Copy the material below word for word, changing nothing.

DATA LISTING:
= = = = = = =
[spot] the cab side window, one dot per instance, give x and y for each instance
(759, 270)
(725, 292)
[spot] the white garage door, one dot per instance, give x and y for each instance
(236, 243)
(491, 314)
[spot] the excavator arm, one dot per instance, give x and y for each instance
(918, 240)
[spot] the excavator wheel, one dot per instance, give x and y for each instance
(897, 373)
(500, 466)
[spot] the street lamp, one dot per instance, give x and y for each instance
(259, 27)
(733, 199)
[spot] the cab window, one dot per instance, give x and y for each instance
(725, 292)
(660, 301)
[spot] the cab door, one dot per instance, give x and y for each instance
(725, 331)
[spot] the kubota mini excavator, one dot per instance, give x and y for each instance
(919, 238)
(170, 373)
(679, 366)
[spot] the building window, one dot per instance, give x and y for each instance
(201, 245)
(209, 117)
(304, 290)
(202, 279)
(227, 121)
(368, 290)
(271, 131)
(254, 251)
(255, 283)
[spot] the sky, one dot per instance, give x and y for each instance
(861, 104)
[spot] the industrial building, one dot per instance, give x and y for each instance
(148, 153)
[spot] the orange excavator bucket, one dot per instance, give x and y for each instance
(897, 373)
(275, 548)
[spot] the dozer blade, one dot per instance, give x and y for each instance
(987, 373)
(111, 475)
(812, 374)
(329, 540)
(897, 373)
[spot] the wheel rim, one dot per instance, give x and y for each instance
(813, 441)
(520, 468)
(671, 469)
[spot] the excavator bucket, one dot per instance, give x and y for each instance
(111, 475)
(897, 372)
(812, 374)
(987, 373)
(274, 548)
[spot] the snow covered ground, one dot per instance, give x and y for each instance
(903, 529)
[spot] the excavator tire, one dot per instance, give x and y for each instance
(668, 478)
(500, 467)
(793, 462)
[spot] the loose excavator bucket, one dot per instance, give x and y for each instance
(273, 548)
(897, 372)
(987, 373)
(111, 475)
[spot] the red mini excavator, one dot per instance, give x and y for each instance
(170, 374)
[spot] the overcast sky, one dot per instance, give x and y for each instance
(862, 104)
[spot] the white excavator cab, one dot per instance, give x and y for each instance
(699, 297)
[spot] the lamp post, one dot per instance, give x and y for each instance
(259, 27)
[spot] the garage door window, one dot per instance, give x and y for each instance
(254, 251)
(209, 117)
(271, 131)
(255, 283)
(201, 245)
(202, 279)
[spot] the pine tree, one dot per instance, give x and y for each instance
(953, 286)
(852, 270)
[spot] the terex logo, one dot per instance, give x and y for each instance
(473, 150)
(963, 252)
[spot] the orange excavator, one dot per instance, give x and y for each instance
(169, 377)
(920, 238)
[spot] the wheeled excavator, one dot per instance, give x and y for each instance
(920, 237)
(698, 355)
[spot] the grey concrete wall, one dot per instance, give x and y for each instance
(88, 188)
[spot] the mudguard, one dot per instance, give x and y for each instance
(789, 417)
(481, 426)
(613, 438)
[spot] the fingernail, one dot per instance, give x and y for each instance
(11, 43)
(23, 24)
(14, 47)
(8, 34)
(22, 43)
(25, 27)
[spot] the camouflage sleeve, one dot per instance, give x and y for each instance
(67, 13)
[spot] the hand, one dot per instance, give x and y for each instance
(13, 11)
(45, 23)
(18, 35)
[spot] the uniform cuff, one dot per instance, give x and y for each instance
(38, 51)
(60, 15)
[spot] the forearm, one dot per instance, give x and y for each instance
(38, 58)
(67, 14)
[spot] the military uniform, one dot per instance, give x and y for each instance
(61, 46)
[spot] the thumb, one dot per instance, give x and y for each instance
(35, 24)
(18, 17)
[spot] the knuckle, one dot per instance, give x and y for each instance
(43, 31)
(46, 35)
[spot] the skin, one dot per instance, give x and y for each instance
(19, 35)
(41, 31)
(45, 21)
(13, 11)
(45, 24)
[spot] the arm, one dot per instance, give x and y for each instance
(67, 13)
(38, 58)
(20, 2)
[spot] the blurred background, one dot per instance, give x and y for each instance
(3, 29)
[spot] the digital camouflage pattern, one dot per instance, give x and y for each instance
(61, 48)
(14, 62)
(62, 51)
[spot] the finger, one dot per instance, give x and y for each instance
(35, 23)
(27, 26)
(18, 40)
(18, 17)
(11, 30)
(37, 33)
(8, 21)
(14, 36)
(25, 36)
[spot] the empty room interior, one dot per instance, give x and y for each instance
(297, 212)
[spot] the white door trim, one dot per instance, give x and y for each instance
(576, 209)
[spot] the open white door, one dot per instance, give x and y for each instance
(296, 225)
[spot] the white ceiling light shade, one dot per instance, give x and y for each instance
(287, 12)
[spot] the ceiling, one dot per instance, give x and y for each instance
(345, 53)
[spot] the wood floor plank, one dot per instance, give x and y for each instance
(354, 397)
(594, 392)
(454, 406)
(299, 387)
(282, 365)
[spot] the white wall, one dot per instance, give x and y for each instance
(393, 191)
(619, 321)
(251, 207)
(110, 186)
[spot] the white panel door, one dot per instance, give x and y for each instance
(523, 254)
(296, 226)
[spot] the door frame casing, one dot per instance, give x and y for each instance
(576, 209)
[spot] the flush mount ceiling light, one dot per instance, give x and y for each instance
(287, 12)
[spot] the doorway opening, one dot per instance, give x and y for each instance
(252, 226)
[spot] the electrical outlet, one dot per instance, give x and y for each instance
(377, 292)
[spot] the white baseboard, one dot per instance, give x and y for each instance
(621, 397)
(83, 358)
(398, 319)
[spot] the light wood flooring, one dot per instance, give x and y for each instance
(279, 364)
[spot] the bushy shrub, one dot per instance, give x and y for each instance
= = = = = = =
THE REPLY:
[spot] the cab side window, one dot per instance, give x and y for each instance
(759, 270)
(725, 292)
[spot] the white garage door, one dot per instance, give x and y for each instance
(236, 243)
(491, 314)
[spot] the excavator arm, one dot per instance, give x and y for each instance
(918, 240)
[spot] the excavator wheel, one dot per instance, give x and y for each instance
(897, 373)
(500, 466)
[spot] the street lamp, one dot per instance, give x and y for each instance
(259, 27)
(733, 199)
[spot] the cab window, one dot per instance, give x and y for each instance
(725, 292)
(660, 301)
[spot] the cab door, one dot per instance, give x and y for each instance
(725, 331)
[spot] the kubota mini excavator, one dot per instance, give x and y for each instance
(919, 238)
(170, 373)
(679, 366)
[spot] the building window, one dot per instance, give x and y for each instance
(201, 245)
(209, 117)
(304, 290)
(202, 279)
(227, 121)
(368, 290)
(271, 131)
(254, 251)
(255, 283)
[spot] the sky, one dot per instance, give x and y for each instance
(861, 104)
[spot] the industrial building, one dot per instance, give x and y for each instance
(148, 153)
[spot] the orange excavator bucket, one dot per instance, give x and y for each instance
(897, 373)
(275, 548)
[spot] the dozer blade, one dot per instance, give x and y for each instance
(987, 373)
(111, 475)
(812, 374)
(329, 540)
(897, 373)
[spot] the wheel rim, one dot per instance, give x and y for each instance
(813, 441)
(520, 468)
(671, 469)
[spot] the excavator bucket, one dot per instance, give x and y for each instance
(111, 475)
(897, 372)
(812, 374)
(987, 373)
(274, 548)
[spot] the snow covered ground, one dot per instance, give x and y for each instance
(903, 529)
[spot] the excavator tire, one dot per instance, give x and y for each instance
(668, 478)
(500, 467)
(793, 462)
[spot] the loose excavator bucket, one dot per instance, give x and y for each instance
(273, 548)
(897, 372)
(987, 373)
(111, 475)
[spot] the red mini excavator, one dot per instance, give x and y for each instance
(170, 374)
[spot] the overcast sky, one dot per instance, give x and y for each instance
(862, 104)
[spot] the white excavator cab, one dot per instance, give x and y for each instance
(699, 297)
[spot] the lamp post, one dot per instance, give x and y for each instance
(259, 27)
[spot] the garage door window, one dot per instance, give x and y for each instance
(254, 251)
(209, 117)
(271, 131)
(255, 283)
(201, 245)
(202, 279)
[spot] the pine tree, one dot per instance, give x and y for each instance
(953, 286)
(852, 270)
[spot] the terex logo, one dot per instance, give x and y for each instance
(473, 150)
(963, 252)
[spot] the orange excavator, one dot per instance, give x and y for each instance
(169, 377)
(920, 238)
[spot] the wheeled excavator, one dot per instance, give x and y for each instance
(920, 237)
(698, 355)
[spot] the grey concrete wall, one dot per instance, give x and y for each instance
(88, 188)
[spot] the mudguard, one dot per instance, give x and y for each instance
(789, 417)
(481, 426)
(613, 438)
[spot] the fingernail, one dot per instance, give x and y for each instance
(11, 43)
(23, 24)
(14, 47)
(8, 34)
(22, 43)
(25, 27)
[spot] the camouflage sleeve, one dot per instance, give x and y for each instance
(67, 13)
[spot] the hand, one dot per instance, give x and y for each instance
(13, 11)
(45, 23)
(18, 35)
[spot] the uniform cuff, one dot per instance, give x and y for each instance
(38, 51)
(60, 15)
[spot] the forearm, one dot per instance, give x and y for each instance
(38, 58)
(67, 14)
[spot] the military uniform, one dot per instance, give x and y for each instance
(61, 46)
[spot] the thumb, one dot per instance, give x and y for each instance
(35, 24)
(18, 17)
[spot] the knuckle, one dot per instance, give x and y for each instance
(43, 31)
(46, 35)
[spot] the skin, one dot per instance, give x and y for each instance
(19, 35)
(41, 31)
(45, 21)
(13, 11)
(45, 24)
[spot] the arm, one dot per instance, give x and y for each instance
(67, 13)
(38, 58)
(20, 2)
[spot] the blurred background, one dot per instance, give x and y for each instance
(3, 29)
[spot] the digital camouflage pattern, one dot per instance, give x and y for each instance
(61, 48)
(14, 62)
(62, 51)
[spot] the finger, one dot per instance, give x and y for each instance
(35, 23)
(27, 26)
(18, 40)
(18, 17)
(11, 30)
(37, 33)
(8, 21)
(14, 36)
(25, 36)
[spot] the empty room interior, one dot per instance, give x and y for each instance
(297, 212)
[spot] the white door trim, one dot per instance, give x and y for each instance
(576, 209)
[spot] the open white door, one dot per instance, give x and y for each instance
(296, 225)
[spot] the white ceiling light shade, one dot per instance, give x and y for each instance
(287, 12)
[spot] the ceiling, one dot per instance, give x and y for each instance
(345, 53)
[spot] the wood floor plank, one dot per instance, give x and y for each instance
(354, 397)
(594, 392)
(454, 406)
(299, 387)
(282, 365)
[spot] the white wall, one dot per instance, give x and y for each instance
(393, 191)
(619, 321)
(251, 207)
(110, 186)
[spot] the white panel door, one dot per instance, give x and y for each instance
(523, 254)
(296, 226)
[spot] the door frame casing, one dot per instance, give x and y for each instance
(576, 209)
[spot] the flush mount ceiling light, one dot per instance, give x and y for each instance
(287, 12)
[spot] the doorway opening, one dot per instance, give x and y for each instance
(252, 226)
[spot] the electrical outlet, one dot per instance, give x and y for each instance
(377, 292)
[spot] the white baseboard, one dot per instance, give x and y for each instance
(621, 397)
(83, 358)
(398, 319)
[spot] the light wood flooring, one dot per instance, give x and y for each instance
(279, 364)
[spot] the bushy shrub, one dot per instance, give x and y for each instance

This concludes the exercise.